» Exercise requirements
Copy out all of the material below word for word, leaving the pictures out.

» Material provided
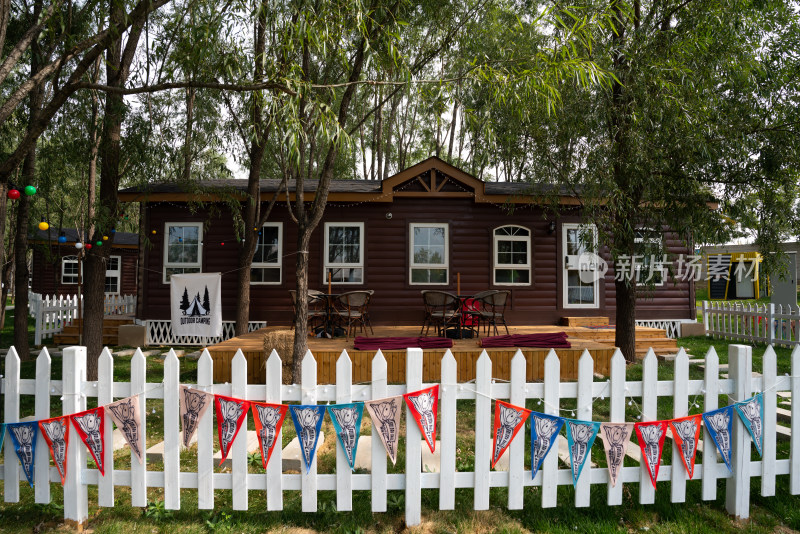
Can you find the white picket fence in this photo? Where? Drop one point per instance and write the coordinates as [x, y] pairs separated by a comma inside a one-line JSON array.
[[74, 390], [159, 332], [768, 323]]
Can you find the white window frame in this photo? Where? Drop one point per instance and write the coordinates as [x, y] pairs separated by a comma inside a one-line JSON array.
[[175, 265], [70, 259], [641, 272], [565, 227], [413, 265], [511, 266], [360, 265], [279, 264], [118, 275]]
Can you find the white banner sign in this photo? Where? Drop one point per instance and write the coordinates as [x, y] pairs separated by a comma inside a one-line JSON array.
[[196, 304]]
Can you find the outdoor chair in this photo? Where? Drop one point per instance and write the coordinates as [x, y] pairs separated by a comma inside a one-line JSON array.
[[442, 310], [316, 309], [352, 309], [493, 309]]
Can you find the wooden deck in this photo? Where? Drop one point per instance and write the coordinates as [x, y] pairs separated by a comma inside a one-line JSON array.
[[465, 351]]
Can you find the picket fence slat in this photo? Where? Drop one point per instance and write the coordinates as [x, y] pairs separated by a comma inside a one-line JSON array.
[[105, 395], [42, 411], [680, 408], [647, 493], [547, 396], [205, 436], [378, 453]]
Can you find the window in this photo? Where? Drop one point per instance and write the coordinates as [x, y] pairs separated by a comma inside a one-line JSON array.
[[266, 267], [512, 256], [429, 254], [649, 268], [581, 266], [182, 249], [113, 270], [69, 270], [344, 253]]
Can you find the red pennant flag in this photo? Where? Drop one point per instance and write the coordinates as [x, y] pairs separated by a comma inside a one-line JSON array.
[[423, 405], [231, 413], [90, 426], [508, 419], [651, 440], [268, 419], [686, 432], [56, 434]]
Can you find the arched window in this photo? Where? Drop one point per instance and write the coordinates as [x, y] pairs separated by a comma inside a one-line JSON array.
[[512, 256]]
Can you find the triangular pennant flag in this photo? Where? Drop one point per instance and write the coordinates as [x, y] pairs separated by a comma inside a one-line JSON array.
[[56, 434], [651, 437], [307, 421], [23, 437], [423, 405], [508, 419], [544, 429], [615, 438], [194, 404], [347, 425], [719, 424], [580, 437], [125, 413], [751, 413], [268, 419], [385, 414], [231, 413], [686, 432], [90, 425]]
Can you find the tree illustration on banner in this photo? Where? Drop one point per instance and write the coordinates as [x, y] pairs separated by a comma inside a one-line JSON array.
[[90, 425], [268, 419], [508, 419], [125, 413], [307, 421], [385, 414], [423, 405], [544, 429], [231, 413], [651, 440], [751, 413], [56, 434], [23, 437], [347, 424], [686, 431], [194, 404], [580, 437], [615, 438], [719, 424]]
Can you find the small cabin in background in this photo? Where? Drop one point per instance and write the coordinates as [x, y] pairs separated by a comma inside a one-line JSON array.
[[56, 266]]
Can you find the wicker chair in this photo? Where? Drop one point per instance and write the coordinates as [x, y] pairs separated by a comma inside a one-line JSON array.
[[442, 310], [352, 309]]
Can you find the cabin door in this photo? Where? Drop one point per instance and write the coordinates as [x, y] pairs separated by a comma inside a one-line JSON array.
[[581, 271]]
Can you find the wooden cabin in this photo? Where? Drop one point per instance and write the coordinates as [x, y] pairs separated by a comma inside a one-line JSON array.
[[56, 266], [431, 226]]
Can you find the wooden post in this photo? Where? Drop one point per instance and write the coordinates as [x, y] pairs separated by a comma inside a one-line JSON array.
[[737, 489]]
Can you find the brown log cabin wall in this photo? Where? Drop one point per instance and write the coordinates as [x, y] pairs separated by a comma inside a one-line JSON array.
[[46, 272], [386, 262]]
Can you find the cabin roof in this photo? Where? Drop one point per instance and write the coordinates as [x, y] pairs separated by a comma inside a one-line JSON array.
[[432, 177]]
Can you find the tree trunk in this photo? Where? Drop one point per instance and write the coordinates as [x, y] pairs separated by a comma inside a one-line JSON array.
[[625, 336], [301, 312]]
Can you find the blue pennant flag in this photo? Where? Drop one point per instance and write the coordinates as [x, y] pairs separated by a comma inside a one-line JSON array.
[[347, 424], [544, 432], [23, 436], [580, 438], [751, 413], [719, 424], [307, 421]]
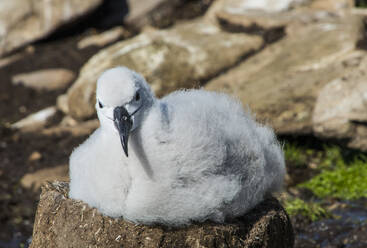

» Full solution
Can you find the white picket fence in this photo? Where? Drop one point per instance and write the coordinates as [x, y] pairs separated by a comma inside a one-line JSON array.
[[74, 390], [159, 332], [768, 323]]
Can you find the white window frame in this photo? Where? Drop one point per instance and write the coordinates as [x, y] pairs separated by a comma inside a one-line JSON array.
[[175, 265], [70, 259], [641, 272], [565, 227], [413, 265], [511, 266], [360, 265], [279, 264], [118, 275]]
Can you find the white banner sign in this photo? Where? Drop one point per instance and write the coordinates as [x, y] pairs separated by a comma inside a one-line JSON array.
[[196, 304]]
Can you find the outdoor chair in this photo? Where? Drop one point per instance and write the coordinates as [x, y] pairs separated by a comma inside a one-line JSON array.
[[442, 310], [316, 309], [352, 309], [493, 309]]
Can you find the wooden deck in this photo? Where? Drop one point per instance and write the coordinates as [x, y] pairs separated by a comma inside a one-line JSON array.
[[465, 351]]
Can you find the picket fence slat in this photo? Where? Drop one point per instance and write the coordinates as [x, y] pairs separated by a comma inside a one-line JSON array.
[[105, 395], [42, 411], [680, 408], [647, 493], [547, 396], [205, 436], [378, 453]]
Can you find the window in this photo? Where? Drop one point per instance and write the coordinates as [x, y] pairs separated by a comma inside a one-line JSON array.
[[266, 267], [512, 256], [429, 254], [649, 268], [581, 266], [182, 249], [113, 270], [69, 270], [344, 253]]
Can you find the red pennant flag in this photo? Where? Drop one point per instance and write the coordinates as [x, y] pairs separated by a comma inside a one-line JSON array.
[[423, 405], [231, 413], [90, 426], [508, 419], [651, 440], [268, 419], [686, 432], [56, 434]]
Can you find the arched window in this photo? Where? Drop one point per instance and write the coordinates as [x, y] pairs separated by a comma inside a one-line JSON array.
[[512, 256]]
Can you find the triangular pennant flag in this photo? Where? Drop one point per instance and write the coordinates as [x, y] pairs separated by a comma inside a one-line JSON array.
[[56, 434], [651, 437], [307, 421], [23, 437], [423, 405], [508, 419], [544, 429], [615, 438], [194, 404], [347, 425], [719, 424], [580, 437], [125, 413], [751, 413], [268, 419], [385, 414], [231, 413], [686, 432], [90, 425]]
Can you find the tree illustration on banner in this photo? Where? Drop one point per instance and write the coordinates as [x, y] pairs separated by a comma inside a one-line JSON array.
[[90, 425], [268, 419], [508, 419], [125, 413], [307, 421], [385, 414], [423, 405], [544, 429], [231, 413], [651, 440], [751, 413], [56, 434], [23, 437], [347, 424], [686, 431], [194, 404], [580, 437], [615, 438], [719, 424]]
Can you find the small cabin in background in this photo? Where? Drop one point per instance and write the coordinates as [x, y] pairs separated by a comma inside a one-line JSON array.
[[56, 266]]
Can you find the wicker chair in this photo? Where? Drop one point per instance and write the coordinates as [x, y] pairs separated by a comma inside a one-line JSON array.
[[442, 310], [352, 309]]
Can you find the cabin door in this photo? Where? Drop one point per instance and write the coordinates as [x, y] pairs separated by a comma inside a one-line JSON array.
[[581, 271]]
Can you find the wooden cabin in this photo? Where? Drop one point per instance and write the coordinates as [x, y] pairs separated by a comma inside a one-line JSON array.
[[56, 266], [431, 226]]
Can you find the wooden post in this photo? Where? Drop one point per instance and write the coordinates as [x, y] pairs separated by a comma inside a one-line JSON array.
[[737, 489]]
Can you find the brown log cabin wall in this photo? Where? Drop one point per instance and write the coordinates as [x, y] pairs separated by a comma inside a one-line JSON array.
[[46, 272], [386, 262]]
Can you find the cabin roof in this photo? Where? Drop one point per instance and write the coordinates as [x, y] pairs separated by a comma inside a one-line JSON array.
[[432, 177]]
Can you find the tree trunk in this photo? Where? Drop one point per instance and write the coordinates as [x, y] pairs separated by a comma inside a one-line JSON array.
[[625, 336], [301, 312]]
Can you find the blue pennant flag in this photo? Where? Drop one point per instance and write the coordinates as [x, y] pairs separated by a comma inside a one-line JSON array.
[[347, 424], [544, 432], [23, 436], [580, 438], [751, 413], [719, 424], [307, 421]]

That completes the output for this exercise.